**** 本文抜粋 ****

虚ろの輪音

第二部 第五話「蒼の叡智、灰白の花」 - 06

GM
翌朝。
GM
カエルレウスに礼を言い、彼とまた会う事を約束して、彼の元を出立する。
GM
君たちは一度、駐屯地へと戻る手はずになっていたはずだ。
GM
順調に進んでいれば、君たちが戻る頃には丁度竜槍山脈の麓に本軍がたどり着いているだろう。
GM
相変わらず、空は灰色で、周囲には〈ヴァニタス〉が不気味に咲き誇っている。
GM
君たち四人の胸には、何か嫌な予感特にシャルロットは強く気配を感じるだろうが渦巻いていた。
GM
そんな折、シャルロットの懐で鳴るはずの無いものが音を立てる。
GM
聞き慣れた音だが、ここ数日の間は聞く事が無かった魔動通信機の着信音。
シャルロット
「……?」 何でこれに着信が入っているんだ?
ヤンファ
「ン?」
シャルロット
おもむろに取り出して出てみる
エリカ
「通信機……?」 あれ、まだ圏外……だよね。
ヤンファ
「此処は圏内だったかァ……?」
ソルティア
「……? 通じないはずでは……?」
GM
ザ、と軽くノイズが入った後、男の声が聞こえて来る。
#アラン(通信)
……通じやがったか」
シャルロット
「もしもし
#アラン(通信)
「俺だ、アランだ」
シャルロット
「……あれっ、アランさん? どうしたんですか、通信なんて。というか、どうして繋がるんです?」 近くにいるのかしら
エリカ
「確かある程度近くに居れば通じるはずですけど……って、アランさん?」
ヤンファ
「………」 何か、このタイミングで通信はいい予感がしない
#アラン(通信)
「近くには居ねェ。どうして繋がるかも分からねェ。だが……もしかしたら繋がる理由があるんじゃァねェかと思ってな」
エリカ
シャルロットに向けてオープン会話にしろよ的仕草しつつ。
シャルロット
「繋がる理由がある? ……電波を、発着信させている何かがあるとでも?」 エリカに睨まれてすぴーかーに
#アラン(通信)
「……ああ。全てが繋がってんなら、この辺りにその準備が整えられててもおかしくはないと思ってな」
#アラン(通信)
「ったく、嫌な予想ばかり当たるもんだな」
エリカ
「中継塔の代わりがあるっていうんですか?」
ヤンファ
「……いや。そんな良いモンじゃァねえんだろ」
#アラン(通信)
「考えられるのは、それくらいだが……今のところお前たちもそんなのは見かけてない、よな」

**** データ欄 ****

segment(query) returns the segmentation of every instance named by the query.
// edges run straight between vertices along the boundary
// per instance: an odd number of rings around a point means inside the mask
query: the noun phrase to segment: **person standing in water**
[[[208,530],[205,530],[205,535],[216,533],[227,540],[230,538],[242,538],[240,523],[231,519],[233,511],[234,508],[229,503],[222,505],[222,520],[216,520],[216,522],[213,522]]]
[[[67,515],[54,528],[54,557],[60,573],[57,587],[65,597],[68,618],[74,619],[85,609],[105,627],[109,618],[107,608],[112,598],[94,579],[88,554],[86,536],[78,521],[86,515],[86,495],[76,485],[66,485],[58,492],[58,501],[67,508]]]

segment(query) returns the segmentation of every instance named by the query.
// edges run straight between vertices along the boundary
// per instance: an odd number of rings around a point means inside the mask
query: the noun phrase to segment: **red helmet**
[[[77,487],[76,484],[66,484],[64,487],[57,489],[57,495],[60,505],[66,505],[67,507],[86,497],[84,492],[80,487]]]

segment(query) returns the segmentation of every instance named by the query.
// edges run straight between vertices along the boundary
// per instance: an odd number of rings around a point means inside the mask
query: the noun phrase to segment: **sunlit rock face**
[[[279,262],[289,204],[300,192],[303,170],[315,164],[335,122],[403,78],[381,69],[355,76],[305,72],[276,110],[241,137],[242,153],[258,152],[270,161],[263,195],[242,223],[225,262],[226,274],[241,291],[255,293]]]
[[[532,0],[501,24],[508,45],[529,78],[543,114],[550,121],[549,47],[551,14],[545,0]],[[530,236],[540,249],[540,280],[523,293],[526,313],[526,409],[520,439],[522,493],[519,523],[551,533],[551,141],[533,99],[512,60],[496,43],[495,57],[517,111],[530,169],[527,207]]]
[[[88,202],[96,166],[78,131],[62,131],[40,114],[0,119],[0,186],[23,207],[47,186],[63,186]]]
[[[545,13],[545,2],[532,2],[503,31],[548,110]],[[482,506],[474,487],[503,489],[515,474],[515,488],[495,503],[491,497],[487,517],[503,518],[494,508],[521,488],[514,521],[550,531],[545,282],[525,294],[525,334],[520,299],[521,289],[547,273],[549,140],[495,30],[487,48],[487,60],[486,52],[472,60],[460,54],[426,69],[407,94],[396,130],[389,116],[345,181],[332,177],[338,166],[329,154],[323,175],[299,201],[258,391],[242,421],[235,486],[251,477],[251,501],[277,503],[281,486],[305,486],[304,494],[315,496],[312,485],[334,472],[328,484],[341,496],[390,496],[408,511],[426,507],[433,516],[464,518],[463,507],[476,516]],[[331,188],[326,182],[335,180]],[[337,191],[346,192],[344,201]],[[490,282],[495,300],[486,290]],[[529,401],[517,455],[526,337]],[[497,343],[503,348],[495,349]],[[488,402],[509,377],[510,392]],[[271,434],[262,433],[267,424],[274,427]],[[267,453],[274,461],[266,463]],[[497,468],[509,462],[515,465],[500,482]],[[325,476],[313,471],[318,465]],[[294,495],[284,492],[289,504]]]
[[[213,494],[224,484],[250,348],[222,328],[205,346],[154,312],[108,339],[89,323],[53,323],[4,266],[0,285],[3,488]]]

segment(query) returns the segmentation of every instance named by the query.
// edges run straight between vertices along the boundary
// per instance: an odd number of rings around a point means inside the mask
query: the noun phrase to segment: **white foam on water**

****
**** データ欄 ****

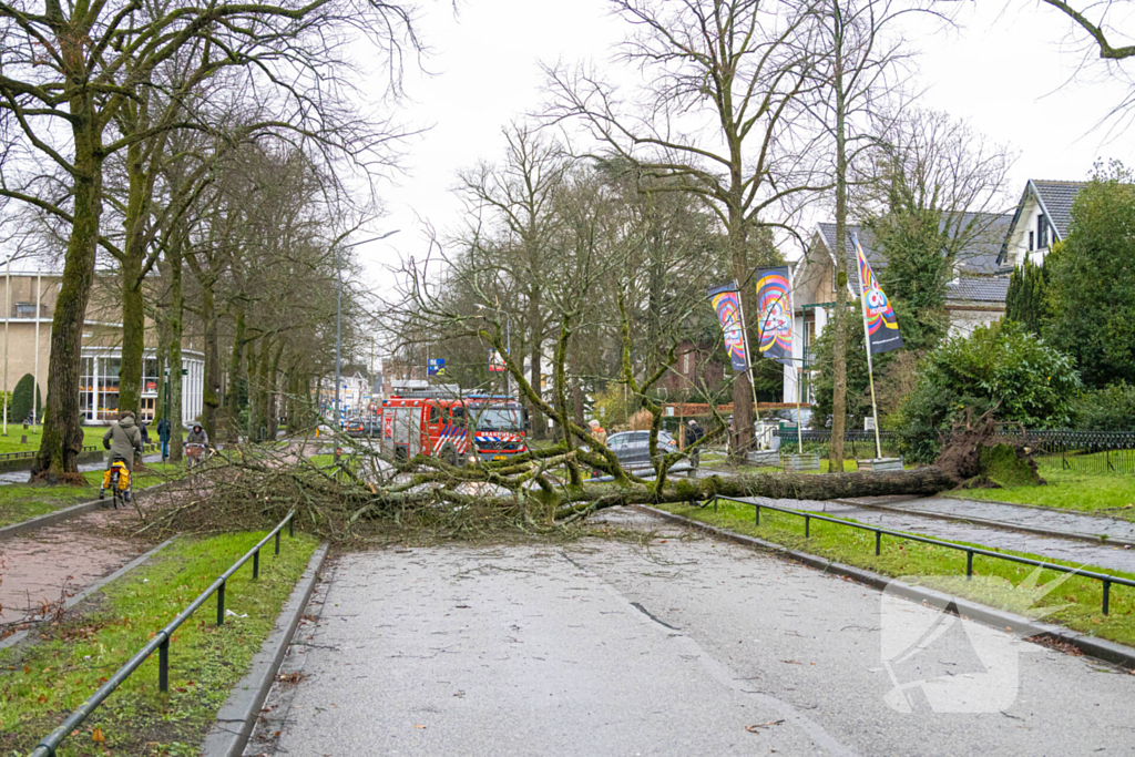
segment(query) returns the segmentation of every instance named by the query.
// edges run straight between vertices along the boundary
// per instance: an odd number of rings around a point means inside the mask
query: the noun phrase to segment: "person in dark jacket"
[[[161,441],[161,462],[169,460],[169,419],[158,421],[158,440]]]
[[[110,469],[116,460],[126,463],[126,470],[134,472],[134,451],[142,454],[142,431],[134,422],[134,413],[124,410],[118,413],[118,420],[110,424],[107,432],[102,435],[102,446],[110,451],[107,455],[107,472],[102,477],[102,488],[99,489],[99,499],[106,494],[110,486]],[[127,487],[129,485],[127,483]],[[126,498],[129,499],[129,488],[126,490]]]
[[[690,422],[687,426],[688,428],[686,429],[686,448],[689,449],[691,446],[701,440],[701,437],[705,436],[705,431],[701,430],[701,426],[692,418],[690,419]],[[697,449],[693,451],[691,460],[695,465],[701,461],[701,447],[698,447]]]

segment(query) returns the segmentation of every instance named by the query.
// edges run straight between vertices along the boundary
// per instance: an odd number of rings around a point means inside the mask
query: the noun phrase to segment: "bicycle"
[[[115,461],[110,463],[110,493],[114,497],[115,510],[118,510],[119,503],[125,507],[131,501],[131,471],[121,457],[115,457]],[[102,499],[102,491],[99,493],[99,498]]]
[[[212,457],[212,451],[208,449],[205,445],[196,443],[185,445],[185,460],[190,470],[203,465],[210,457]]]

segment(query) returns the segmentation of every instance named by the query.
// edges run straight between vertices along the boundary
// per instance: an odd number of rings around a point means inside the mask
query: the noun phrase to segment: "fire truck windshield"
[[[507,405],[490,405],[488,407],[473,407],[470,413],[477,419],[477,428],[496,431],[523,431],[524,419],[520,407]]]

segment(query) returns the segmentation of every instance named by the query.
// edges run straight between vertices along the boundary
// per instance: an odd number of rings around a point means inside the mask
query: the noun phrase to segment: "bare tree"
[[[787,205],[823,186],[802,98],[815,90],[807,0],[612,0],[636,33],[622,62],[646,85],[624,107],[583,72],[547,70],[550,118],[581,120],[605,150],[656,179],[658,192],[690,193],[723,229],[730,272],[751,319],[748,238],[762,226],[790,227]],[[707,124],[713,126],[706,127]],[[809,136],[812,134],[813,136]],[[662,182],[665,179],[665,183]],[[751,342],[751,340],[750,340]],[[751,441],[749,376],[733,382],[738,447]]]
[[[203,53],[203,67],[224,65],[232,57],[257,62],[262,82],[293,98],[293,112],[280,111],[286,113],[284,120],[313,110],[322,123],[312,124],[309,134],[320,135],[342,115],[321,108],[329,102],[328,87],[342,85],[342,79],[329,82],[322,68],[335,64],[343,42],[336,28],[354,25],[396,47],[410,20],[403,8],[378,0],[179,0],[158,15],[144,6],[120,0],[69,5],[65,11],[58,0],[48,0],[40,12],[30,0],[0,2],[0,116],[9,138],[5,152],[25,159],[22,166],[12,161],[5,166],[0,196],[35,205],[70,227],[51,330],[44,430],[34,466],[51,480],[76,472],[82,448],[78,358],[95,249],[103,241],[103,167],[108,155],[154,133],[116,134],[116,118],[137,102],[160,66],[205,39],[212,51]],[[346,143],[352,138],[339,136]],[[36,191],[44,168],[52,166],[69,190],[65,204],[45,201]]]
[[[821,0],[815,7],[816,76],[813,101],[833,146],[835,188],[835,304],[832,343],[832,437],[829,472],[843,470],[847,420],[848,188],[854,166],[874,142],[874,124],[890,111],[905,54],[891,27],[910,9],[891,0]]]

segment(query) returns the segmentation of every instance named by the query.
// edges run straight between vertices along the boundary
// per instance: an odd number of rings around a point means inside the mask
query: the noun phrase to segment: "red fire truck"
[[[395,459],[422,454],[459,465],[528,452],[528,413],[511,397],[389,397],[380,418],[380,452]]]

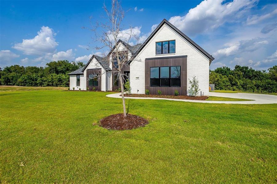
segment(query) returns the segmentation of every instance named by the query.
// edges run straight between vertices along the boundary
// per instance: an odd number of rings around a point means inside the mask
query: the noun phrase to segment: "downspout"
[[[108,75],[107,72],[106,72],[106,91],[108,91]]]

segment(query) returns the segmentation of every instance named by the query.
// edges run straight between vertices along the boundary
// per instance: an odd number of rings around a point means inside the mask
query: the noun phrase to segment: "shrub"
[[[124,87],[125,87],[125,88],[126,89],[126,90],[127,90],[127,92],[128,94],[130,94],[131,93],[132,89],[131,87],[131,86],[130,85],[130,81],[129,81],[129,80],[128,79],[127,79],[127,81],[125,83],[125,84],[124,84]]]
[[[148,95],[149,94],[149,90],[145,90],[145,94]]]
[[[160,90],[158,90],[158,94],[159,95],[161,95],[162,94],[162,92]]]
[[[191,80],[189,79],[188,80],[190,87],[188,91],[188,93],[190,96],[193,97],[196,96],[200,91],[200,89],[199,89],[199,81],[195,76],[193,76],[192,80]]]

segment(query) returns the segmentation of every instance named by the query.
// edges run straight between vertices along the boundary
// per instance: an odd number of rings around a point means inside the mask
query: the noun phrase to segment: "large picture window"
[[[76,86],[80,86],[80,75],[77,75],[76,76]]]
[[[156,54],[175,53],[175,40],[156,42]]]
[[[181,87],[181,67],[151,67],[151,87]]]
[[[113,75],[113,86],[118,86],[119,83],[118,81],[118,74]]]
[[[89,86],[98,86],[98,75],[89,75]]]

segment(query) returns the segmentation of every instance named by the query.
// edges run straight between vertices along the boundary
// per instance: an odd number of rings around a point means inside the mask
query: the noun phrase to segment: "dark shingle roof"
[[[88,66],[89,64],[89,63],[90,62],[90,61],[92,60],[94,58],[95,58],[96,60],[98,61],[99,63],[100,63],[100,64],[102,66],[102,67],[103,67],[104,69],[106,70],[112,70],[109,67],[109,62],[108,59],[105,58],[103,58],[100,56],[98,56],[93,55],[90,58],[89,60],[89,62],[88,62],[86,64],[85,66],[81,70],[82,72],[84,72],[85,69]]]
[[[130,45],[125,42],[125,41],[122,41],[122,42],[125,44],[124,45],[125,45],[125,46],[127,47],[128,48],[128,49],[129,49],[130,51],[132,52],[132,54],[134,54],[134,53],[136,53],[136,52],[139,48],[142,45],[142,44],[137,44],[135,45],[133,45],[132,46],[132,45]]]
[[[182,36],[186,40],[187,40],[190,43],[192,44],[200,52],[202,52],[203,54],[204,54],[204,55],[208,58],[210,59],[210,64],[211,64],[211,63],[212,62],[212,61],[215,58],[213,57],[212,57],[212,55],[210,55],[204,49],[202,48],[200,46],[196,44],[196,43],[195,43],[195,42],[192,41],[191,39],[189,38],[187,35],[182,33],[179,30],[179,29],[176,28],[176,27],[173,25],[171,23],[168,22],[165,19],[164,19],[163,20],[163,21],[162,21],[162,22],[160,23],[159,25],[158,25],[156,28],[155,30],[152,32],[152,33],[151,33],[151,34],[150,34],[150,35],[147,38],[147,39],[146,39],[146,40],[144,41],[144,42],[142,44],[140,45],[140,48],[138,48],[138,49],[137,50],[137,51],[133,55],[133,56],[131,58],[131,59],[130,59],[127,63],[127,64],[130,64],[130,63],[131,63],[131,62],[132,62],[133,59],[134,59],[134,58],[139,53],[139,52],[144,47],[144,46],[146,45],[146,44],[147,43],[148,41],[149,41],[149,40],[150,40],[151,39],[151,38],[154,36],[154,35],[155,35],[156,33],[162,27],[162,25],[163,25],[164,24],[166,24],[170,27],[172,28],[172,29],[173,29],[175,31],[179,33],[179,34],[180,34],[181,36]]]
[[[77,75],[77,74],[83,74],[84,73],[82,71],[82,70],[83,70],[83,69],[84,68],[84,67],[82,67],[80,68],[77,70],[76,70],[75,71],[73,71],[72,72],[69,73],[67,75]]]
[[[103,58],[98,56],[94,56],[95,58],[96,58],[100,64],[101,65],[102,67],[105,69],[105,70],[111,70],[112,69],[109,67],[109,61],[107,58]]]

****

◆ 課題 ◆
本文の内容を2文で要約せよ。 データはここでは使わない。

◆ 解答例 ◆
翌朝、一行はカエルレウスに礼を言って再会を約束し、駐屯地へ戻る手はずで彼の元を発つが、空は灰色のままで周囲には〈ヴァニタス〉が咲き誇り、四人の胸には嫌な予感が渦巻いている。そこへ鳴るはずのない魔動通信機にアランから着信があり、彼は近くにはおらず繋がる理由も分からないとしながら、この辺りに何かの準備が整えられていてもおかしくないと語る。